» AVAILABLE RECORDS:
━━━━━━━━━━━━━━━━━━━━━━━━━━━━━━

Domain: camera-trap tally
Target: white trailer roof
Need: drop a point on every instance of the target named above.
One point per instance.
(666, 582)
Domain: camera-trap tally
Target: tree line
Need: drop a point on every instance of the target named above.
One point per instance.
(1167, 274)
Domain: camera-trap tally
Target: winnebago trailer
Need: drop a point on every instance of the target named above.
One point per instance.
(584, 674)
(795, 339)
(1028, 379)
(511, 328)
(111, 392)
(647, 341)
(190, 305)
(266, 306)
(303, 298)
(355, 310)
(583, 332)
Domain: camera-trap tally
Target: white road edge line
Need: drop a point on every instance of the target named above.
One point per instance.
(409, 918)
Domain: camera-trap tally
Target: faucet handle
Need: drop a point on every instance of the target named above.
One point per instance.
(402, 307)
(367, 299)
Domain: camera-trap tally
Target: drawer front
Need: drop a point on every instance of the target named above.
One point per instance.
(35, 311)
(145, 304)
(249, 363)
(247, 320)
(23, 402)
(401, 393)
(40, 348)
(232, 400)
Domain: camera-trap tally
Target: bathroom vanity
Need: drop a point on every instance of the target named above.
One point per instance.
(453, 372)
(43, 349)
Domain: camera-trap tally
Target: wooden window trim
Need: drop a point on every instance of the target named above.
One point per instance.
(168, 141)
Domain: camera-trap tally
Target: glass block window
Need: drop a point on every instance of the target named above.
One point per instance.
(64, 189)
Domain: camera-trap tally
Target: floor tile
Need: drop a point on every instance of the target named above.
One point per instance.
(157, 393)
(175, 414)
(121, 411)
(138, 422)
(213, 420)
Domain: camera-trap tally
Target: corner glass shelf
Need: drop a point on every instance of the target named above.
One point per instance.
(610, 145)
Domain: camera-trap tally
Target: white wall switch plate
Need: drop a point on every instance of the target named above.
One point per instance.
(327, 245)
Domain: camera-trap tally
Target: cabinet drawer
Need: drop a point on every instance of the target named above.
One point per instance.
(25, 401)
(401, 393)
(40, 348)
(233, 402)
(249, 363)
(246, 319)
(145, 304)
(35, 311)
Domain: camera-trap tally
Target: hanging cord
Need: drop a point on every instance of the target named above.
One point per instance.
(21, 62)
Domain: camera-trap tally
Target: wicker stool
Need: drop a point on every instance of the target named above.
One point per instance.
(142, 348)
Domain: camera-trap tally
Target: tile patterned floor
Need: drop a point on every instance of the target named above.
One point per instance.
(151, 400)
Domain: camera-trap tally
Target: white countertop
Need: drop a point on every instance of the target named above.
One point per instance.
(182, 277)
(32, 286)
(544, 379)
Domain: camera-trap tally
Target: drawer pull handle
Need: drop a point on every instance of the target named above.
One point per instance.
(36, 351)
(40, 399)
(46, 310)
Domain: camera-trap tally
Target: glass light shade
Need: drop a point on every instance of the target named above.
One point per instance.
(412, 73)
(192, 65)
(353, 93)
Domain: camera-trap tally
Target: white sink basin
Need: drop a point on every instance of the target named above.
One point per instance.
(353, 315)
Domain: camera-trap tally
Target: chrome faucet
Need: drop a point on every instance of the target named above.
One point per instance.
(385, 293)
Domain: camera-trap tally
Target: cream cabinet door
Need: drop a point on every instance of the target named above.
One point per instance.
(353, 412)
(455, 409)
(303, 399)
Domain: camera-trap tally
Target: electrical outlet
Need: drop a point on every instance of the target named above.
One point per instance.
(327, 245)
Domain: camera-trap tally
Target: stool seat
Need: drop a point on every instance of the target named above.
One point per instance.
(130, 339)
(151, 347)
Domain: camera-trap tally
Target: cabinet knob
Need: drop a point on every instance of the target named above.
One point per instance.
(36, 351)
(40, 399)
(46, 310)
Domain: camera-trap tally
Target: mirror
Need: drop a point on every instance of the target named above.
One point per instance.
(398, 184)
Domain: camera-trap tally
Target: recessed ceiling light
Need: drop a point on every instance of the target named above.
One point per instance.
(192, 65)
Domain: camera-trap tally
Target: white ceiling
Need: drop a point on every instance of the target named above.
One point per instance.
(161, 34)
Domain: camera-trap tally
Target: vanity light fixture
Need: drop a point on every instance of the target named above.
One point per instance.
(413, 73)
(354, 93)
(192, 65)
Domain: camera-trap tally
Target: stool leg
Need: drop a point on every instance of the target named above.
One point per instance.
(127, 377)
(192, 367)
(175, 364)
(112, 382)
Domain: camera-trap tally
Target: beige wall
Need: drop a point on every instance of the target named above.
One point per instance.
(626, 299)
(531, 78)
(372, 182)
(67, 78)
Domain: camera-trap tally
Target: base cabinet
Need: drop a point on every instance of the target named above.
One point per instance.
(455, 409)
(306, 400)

━━━━━━━━━━━━━━━━━━━━━━━━━━━━━━

» PROBLEM TO WORK ON:
Rewrite the lines above, from the first one through the line that contains "(1167, 274)", keeping the requests. Multiply every point coordinate by 0.75 and round to whole numbers, with halves rounded up.

» FULL SOLUTION:
Domain: camera-trap tally
Target: white trailer roof
Need: drop a point on every instance of the target named above.
One point per instance.
(500, 437)
Domain: camera-trap tally
Target: tree line
Need: drop a point on every instance of the target named above.
One point per instance.
(875, 206)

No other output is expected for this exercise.